_WHAT NEEDS TO BE DONE_. Copy the stretch of the Korean labor law text from "Foreign Companies with" through "do not apply." word for word.

_SUPPLIED TEXT_.
<<<<

LABOR CASES

The Structure of Labor Laws in Korea

Foreign Companies with Fewer than 5 Employees at their Korean Branch Offices: Application of Korean Labor Law & Related Cases

I. Introduction
The Labor Standards Act (LSA) applies to all workplaces in which five or more employees are ordinarily employed, while for workplaces which ordinarily employ fewer than five employees only some provisions of the LSA apply. In particular, those provisions that directly affect employee working conditions such as unfair dismissal, eligibility for severance pay (for the period before December 2012), additional allowances for overtime / night work / holiday work, annual leave and others do not apply.
For companies with headquarters located overseas, there has been confusion in determining the number of ordinarily-employed workers, as questions arise about whether to include the employees working at headquarters. Recent administrative interpretations and Labor Commission judgments in cases where unfair dismissal has been claimed show that the number of employees working at the foreign company headquarters will be considered unless the Korean office has independence in their operations. These decisions have greatly impacted the labor market. These decisions have greatly impacted the labor market, because up until recently, only the number of employees working for the foreign company’s sales office or liaison office were counted, based upon the principle of “territorial privilege for jurisdiction” that is applicable to the number of employees ordinarily hired in foreign company sales offices.

>>>>

_SUPPLIED MATERIAL_.
<<<<

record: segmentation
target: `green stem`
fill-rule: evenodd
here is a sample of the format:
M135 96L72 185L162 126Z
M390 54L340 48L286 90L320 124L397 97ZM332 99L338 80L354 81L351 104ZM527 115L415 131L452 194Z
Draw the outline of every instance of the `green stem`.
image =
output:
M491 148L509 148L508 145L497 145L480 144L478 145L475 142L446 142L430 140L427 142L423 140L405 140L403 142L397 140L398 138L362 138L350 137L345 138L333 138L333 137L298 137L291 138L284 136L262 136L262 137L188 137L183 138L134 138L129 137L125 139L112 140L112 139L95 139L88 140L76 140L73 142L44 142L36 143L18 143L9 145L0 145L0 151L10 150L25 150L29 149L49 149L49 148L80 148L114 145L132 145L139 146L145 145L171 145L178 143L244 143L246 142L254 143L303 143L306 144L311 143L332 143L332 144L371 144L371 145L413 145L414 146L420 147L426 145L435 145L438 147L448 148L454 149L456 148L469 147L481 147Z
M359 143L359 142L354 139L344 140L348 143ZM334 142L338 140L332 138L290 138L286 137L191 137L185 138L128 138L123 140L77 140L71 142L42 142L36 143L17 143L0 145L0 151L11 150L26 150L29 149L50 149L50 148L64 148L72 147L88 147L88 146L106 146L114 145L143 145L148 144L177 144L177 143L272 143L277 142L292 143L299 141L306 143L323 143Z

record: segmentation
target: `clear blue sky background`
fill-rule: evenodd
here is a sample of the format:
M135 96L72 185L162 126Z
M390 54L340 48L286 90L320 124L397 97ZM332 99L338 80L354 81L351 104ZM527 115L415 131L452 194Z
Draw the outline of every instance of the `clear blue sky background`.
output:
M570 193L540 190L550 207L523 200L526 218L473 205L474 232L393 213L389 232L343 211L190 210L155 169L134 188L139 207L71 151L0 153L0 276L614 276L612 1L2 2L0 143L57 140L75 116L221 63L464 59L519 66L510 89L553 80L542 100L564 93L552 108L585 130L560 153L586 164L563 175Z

>>>>

_ANSWER TO THIS PROBLEM_.
Foreign Companies with Fewer than 5 Employees at their Korean Branch Offices: Application of Korean Labor Law & Related Cases

I. Introduction
The Labor Standards Act (LSA) applies to all workplaces in which five or more employees are ordinarily employed, while for workplaces which ordinarily employ fewer than five employees only some provisions of the LSA apply. In particular, those provisions that directly affect employee working conditions such as unfair dismissal, eligibility for severance pay (for the period before December 2012), additional allowances for overtime / night work / holiday work, annual leave and others do not apply.